WHAT IS EXPECTED
Images should be left out, and everything else in the listing reproduced exactly.

========================================================================

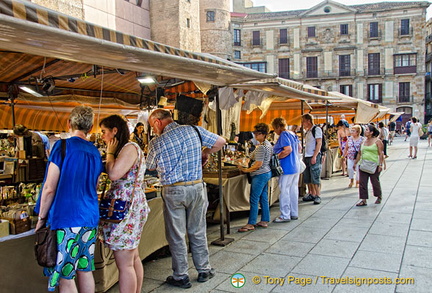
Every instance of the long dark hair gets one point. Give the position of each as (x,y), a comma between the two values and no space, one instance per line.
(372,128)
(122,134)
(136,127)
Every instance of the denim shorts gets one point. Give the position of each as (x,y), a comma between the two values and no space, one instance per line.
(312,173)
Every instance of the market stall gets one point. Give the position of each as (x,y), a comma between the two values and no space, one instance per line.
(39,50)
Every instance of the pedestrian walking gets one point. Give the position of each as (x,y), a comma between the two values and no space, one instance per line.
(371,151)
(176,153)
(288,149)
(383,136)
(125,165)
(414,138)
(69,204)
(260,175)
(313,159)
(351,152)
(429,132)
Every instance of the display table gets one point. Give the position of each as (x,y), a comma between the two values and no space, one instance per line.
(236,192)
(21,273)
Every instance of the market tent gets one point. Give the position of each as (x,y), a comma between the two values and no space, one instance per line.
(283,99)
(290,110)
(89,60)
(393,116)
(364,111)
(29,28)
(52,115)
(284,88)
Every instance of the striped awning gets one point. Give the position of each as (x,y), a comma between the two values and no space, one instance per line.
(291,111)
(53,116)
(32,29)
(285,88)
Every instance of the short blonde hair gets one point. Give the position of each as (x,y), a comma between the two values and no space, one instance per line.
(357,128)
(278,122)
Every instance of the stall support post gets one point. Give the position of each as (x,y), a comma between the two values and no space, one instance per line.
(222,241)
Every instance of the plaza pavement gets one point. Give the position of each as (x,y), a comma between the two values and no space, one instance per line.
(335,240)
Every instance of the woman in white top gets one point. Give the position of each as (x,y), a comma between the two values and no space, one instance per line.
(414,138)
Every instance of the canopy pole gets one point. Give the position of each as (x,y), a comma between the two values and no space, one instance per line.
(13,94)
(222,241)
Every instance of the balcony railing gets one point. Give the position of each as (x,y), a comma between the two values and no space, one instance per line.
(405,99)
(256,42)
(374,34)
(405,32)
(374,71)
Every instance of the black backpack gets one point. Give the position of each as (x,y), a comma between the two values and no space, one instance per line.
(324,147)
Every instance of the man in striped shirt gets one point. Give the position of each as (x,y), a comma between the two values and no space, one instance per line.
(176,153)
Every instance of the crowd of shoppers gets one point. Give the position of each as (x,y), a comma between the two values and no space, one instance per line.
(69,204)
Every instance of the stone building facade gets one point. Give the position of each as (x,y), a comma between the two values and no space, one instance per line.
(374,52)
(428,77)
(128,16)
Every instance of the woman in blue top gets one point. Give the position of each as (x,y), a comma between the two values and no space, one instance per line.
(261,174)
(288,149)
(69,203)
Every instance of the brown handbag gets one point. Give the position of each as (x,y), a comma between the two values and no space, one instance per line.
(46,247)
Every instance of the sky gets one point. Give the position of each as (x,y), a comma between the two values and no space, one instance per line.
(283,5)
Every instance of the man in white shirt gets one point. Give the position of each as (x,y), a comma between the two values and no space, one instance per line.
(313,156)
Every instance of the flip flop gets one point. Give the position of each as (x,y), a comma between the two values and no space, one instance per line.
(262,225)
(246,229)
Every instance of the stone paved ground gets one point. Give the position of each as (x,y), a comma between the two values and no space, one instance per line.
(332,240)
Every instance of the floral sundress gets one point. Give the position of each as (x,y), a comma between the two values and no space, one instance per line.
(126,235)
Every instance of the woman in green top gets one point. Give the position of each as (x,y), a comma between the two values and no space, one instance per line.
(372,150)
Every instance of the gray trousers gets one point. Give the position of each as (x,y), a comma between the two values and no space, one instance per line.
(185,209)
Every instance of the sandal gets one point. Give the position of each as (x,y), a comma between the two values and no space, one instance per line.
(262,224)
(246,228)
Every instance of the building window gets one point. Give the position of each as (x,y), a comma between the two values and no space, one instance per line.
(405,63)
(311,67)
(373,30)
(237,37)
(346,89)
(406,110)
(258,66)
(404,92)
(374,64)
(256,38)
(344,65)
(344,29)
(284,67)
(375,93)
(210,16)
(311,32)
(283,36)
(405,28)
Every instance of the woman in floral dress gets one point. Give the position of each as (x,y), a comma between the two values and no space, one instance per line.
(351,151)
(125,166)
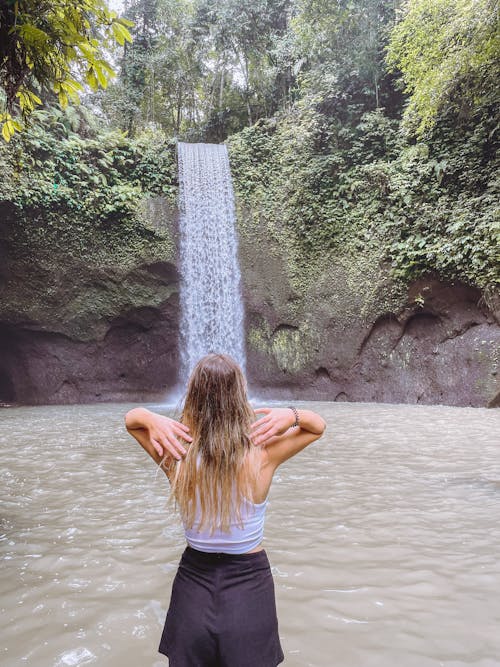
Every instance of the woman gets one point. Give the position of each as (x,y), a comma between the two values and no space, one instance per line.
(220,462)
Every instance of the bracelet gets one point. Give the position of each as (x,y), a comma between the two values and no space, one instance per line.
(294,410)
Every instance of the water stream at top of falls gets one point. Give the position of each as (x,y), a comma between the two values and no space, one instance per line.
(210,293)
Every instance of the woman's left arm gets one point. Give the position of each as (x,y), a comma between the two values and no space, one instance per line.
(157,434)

========================================================================

REPLY TO THE EXERCISE
Every instance of the long dark hair gets one point. Give the position of each as (x,y), a comma between the two values and no space, one instance per line.
(372,128)
(122,134)
(136,127)
Every instance of the denim shorts gets one point. Give the position of each as (x,y), a comma between the two values and no space, one instance per line.
(312,173)
Every instance of the market stall gets one point. Give the position of each as (x,y), a comma between the two values and no space, one instance per line.
(39,50)
Every instance of the pedestrian walking gets one point. Give the position of each as (x,y), a comma between the two values and no space, one instance per line.
(371,151)
(176,153)
(288,149)
(383,136)
(125,165)
(414,138)
(69,204)
(260,175)
(313,159)
(351,152)
(429,132)
Every instance of the display table gets one point. Give the position of each as (x,y), a comma between the two values and no space, one instance per line.
(236,192)
(21,273)
Every instance of the market tent gets one point. Give the position of each as (x,y), a comma between the two values and no space, one instance per line.
(283,99)
(290,110)
(89,60)
(393,116)
(364,111)
(29,28)
(52,115)
(284,88)
Every instance of the striped awning gets one point. Give the position of each as (x,y), a comma between the two values and no space, one instance per line.
(291,111)
(53,116)
(32,29)
(285,88)
Every instance of the short blonde hair gets one point. Give the position of each as (x,y), a comma between the two values and no space, one instance per line.
(357,128)
(278,122)
Every instance of the stall support post gets one point. Give the position of each as (x,y), a comma between the two values and no space, one instance per line.
(222,241)
Every instance of the plaza pavement gets one point. Give the position of each as (x,y), a comma between the two values and no space, one instance per line.
(335,240)
Every instance of the woman in white top gets one point. Give the position of each as (x,y), a comma between the two values and no space, one instance per line.
(414,138)
Every instance of the canopy pole gets one point. Give the position of each as (x,y), a comma between the two values and no space, one instance per line.
(13,94)
(222,241)
Every instance of the balcony railing gets one point. Give the position of each as (x,y), a comma between the two values and no space, one instance per line.
(405,99)
(256,42)
(374,34)
(405,32)
(374,71)
Every instance of the black backpack gets one point. Give the position of each as (x,y), a comma between the two values and no space, one instance per line.
(324,147)
Every instance of the man in striped shirt gets one point. Give the position of each as (x,y), a comma between the two values and no space, one instance per line.
(176,153)
Every instance of the crowd of shoppers gets one point. Give the position of each as (x,y), a comma between the two values and no space, one instance per line.
(69,204)
Every instance of the stone building facade gets one point. Give the position of each as (x,y), a comma between the two values and no space, one instance per line.
(374,52)
(428,77)
(128,16)
Every instance of the woman in blue top gets one point. Give the position of each as (x,y), a comma between the two values and no space, one instance per line.
(261,174)
(288,149)
(69,203)
Every instance of the brown handbag gets one point. Give the position of each as (x,y), a comma between the two values and no space, one instance per line.
(46,247)
Every instance of the sky gets one point. Give the position of each as (x,y), a comma between the two values and no space, one instance per line.
(283,5)
Every instance of the man in white shirt gets one point. Give the position of each as (x,y), a comma between the two values and no space, one instance per line.
(313,156)
Every instance of the flip flop gets one point. Give the position of each as (x,y), a comma between the two values and no space, one instance per line.
(262,225)
(246,229)
Every instance of the stone paved ground gets one point. Give the position of each as (x,y), a comma between the two values and no space, one instance per line.
(332,240)
Every instance of the floral sundress gets one point. Give the position of each as (x,y), a comma between the two values and no space, one instance per line.
(126,235)
Every instance of the woman in green top gets one point. Give the position of each as (x,y), a comma between the two values and no space, one instance per line.
(372,150)
Every instance of the gray trousers gets one point. Give the position of each as (x,y), a comma between the two values and no space, one instance per line.
(185,209)
Every instance of the sandal gets one point. Give the position of each as (x,y), a comma between the two values and no space, one instance per line.
(262,224)
(246,228)
Every instance of the building window gets one point. Give the position of each as (x,y), a comma between the two values and no space, one instance per line.
(405,63)
(311,67)
(373,30)
(237,37)
(346,89)
(406,110)
(258,66)
(404,92)
(374,64)
(256,38)
(344,65)
(344,29)
(284,67)
(375,93)
(210,16)
(311,32)
(283,36)
(405,28)
Every instance of the woman in floral dress gets one point. Give the position of each as (x,y), a comma between the two values and no space, one instance per line.
(351,151)
(125,166)
Every instance of the woman gets one point. Give the position of each as (x,y), a comma between the two values and no space, one instance per line.
(220,462)
Every instance of the bracelet gets one point. Give the position of each as (x,y), a comma between the two values and no space, one instance per line.
(294,410)
Every instance of the water stream at top of falls gets one point. Give the position of each as (x,y), a comma between the two values and no space, one instance per line.
(210,293)
Every instance of the woman's left arm gets one point. Give the position of each as (x,y), a comma between the two values and no space, one instance per line.
(157,434)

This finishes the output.